### INSTRUCTION:
Transcribe the stretch of the passage on investment friction that starts with the words containing "Now, there is" and ends with "minimizing such friction.".

══ ARTICLE ══

Now, there is nothing logically wrong with this theory. It is perfectly plausible. And events very close to the description it provides have occurred in the actual world. But the facts of investment friction between capital-exporting nations have usually been a good deal more complicated than this theory implies, and especially is this true of those difficulties that have been really serious threats to international peace. The vice of this crude theory is its dangerous over-simplification---dangerous because the half-truths it presents in easy tabloid form divert attention from some vital factors in investment friction and lead to false conclusions regarding the policies of control that might promise most success in minimizing such friction.

═══
══ DATA BLOCK ══

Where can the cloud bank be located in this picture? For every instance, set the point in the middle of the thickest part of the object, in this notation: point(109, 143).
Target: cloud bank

═══

### THE RESULT:
Now, there is nothing logically wrong with this theory. It is perfectly plausible. And events very close to the description it provides have occurred in the actual world. But the facts of investment friction between capital-exporting nations have usually been a good deal more complicated than this theory implies, and especially is this true of those difficulties that have been really serious threats to international peace. The vice of this crude theory is its dangerous over-simplification---dangerous because the half-truths it presents in easy tabloid form divert attention from some vital factors in investment friction and lead to false conclusions regarding the policies of control that might promise most success in minimizing such friction.